SOURCE PASSAGE:
Serendipity

I had been reading over on Pratie Place about the wonderful 17th-century Mexican nun Sor (Sister) Juana Inés de la Cruz, her life, and a lovely poem about, well, about the general stupidity of men.

Then, this evening, after a browse around the half-price ticket booth in Leicester Square, I decided that the only thing that appealed was a Royal Shakespeare Company Spanish season play House of Desires. (By the way if you are visiting don't be fooled - the proper ticket place is a standalone building in the middle of the square; don't go to any of the joints located in various rows of shops around it or you'll pay for the mistake.)

I had no idea what the play was, but you seldom go wrong with the RSC, so I trotted down to the theatre and picked up a £10 seat there. (This is often cheaper than even the legitimate ticket booth.)

Then, what do you know, I was reading the programme over my neighbour's shoulder, and I realised this was a play by the said Sister.

EXTRACTED RECORDS:
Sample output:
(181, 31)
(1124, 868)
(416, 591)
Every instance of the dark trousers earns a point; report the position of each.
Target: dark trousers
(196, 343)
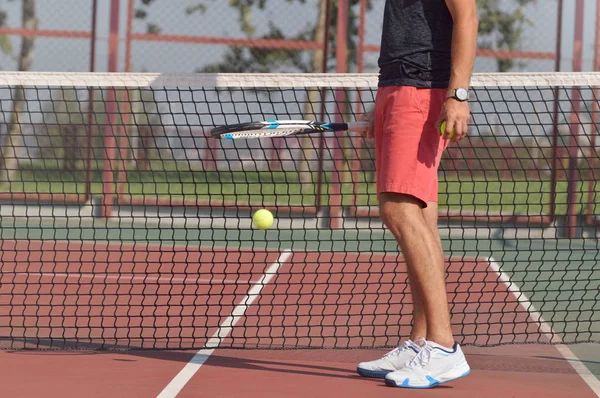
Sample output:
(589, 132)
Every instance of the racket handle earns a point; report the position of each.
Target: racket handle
(351, 126)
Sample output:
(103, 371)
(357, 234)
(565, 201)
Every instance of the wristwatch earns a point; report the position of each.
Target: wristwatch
(459, 94)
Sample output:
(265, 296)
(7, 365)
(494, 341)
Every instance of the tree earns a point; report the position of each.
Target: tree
(9, 161)
(501, 28)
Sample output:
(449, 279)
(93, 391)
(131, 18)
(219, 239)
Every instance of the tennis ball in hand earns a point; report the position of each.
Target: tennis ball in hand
(443, 130)
(262, 219)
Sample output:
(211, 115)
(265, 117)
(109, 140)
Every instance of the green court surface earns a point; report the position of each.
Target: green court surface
(557, 278)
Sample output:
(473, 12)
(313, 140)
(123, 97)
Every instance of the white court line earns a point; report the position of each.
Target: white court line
(587, 376)
(185, 375)
(130, 278)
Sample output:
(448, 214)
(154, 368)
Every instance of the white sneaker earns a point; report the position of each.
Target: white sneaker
(432, 366)
(392, 361)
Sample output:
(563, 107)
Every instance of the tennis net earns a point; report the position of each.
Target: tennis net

REQUIRED ACTIONS:
a) In the post about the play, give the part starting with "Then, this evening, after" and going on through "the said Sister." again, swapping "theatre" for "playhouse".
b) According to the post about the play, where is the proper half-price ticket place in Leicester Square?

ANSWER SET:
a)
Then, this evening, after a browse around the half-price ticket booth in Leicester Square, I decided that the only thing that appealed was a Royal Shakespeare Company Spanish season play House of Desires. (By the way if you are visiting don't be fooled - the proper ticket place is a standalone building in the middle of the square; don't go to any of the joints located in various rows of shops around it or you'll pay for the mistake.)

I had no idea what the play was, but you seldom go wrong with the RSC, so I trotted down to the playhouse and picked up a £10 seat there. (This is often cheaper than even the legitimate ticket booth.)

Then, what do you know, I was reading the programme over my neighbour's shoulder, and I realised this was a play by the said Sister.

b) It's a standalone building in the middle of the square.